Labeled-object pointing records
^^^^

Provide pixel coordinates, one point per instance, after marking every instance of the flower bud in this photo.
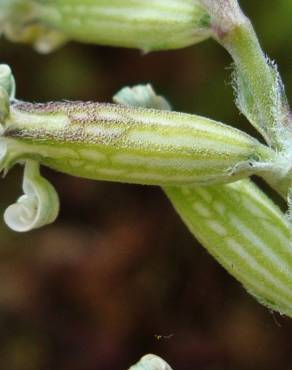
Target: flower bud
(127, 144)
(244, 230)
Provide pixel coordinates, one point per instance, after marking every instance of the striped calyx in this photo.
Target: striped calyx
(246, 233)
(151, 362)
(135, 145)
(147, 25)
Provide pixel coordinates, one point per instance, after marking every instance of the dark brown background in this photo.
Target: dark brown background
(118, 274)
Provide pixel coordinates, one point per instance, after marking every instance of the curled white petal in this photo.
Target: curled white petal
(38, 206)
(7, 80)
(142, 96)
(151, 362)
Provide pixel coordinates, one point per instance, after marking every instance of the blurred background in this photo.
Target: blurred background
(118, 275)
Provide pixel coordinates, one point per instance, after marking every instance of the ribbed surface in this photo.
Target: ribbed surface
(110, 142)
(246, 233)
(151, 24)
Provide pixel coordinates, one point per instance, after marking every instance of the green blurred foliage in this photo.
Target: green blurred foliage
(118, 274)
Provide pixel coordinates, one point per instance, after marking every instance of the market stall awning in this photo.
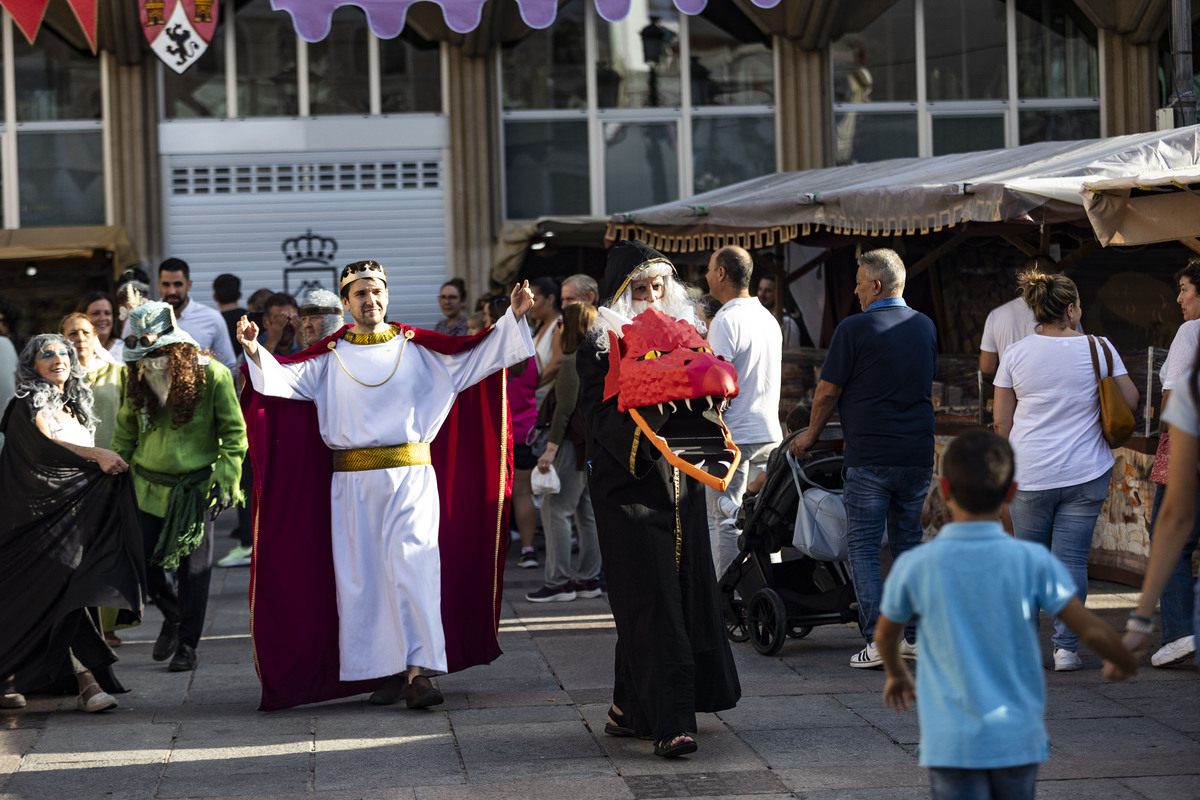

^^^^

> _Task objective_:
Could you write out every line of the records again, requests included and pictures left out, with each coordinate in the answers multiplied by 2.25 and rounded to a whole number, halves going up?

> _Complete response_:
Provide pixel coordinates, one point per instance, after marking every instance of the flower bud in this photo.
Target: flower bud
(286, 324)
(549, 518)
Provide pixel coordinates, one point per instance, after marking every instance of the striped calyx in this photo.
Target: striped calyx
(554, 524)
(340, 815)
(304, 326)
(331, 56)
Provide pixel coordinates, one point per instance, after marking every instance of the dark brown background in this photo.
Target: dark brown background
(266, 617)
Provide pixel coordinates, one point per instance, after marking every instance of the curled white petal in this photo.
Target: curled white petal
(86, 464)
(16, 180)
(320, 216)
(340, 815)
Provide pixel coordinates, one point per instance, after marking every instance of the blurred background in this photo.
Target: blurred background
(266, 619)
Provide pixel coordinates, one point per instance, after marking every instance of the ribbed surface in this photo.
Target: ribbed surface
(248, 320)
(554, 524)
(340, 54)
Provide pixel coordinates, one point per instance, after marking every instance of the green blurred foliage in this photo.
Target: green blurred foliage
(266, 617)
Provide pixel coordinates, one point per instance, after marking every instance of the market stall awning in this photo.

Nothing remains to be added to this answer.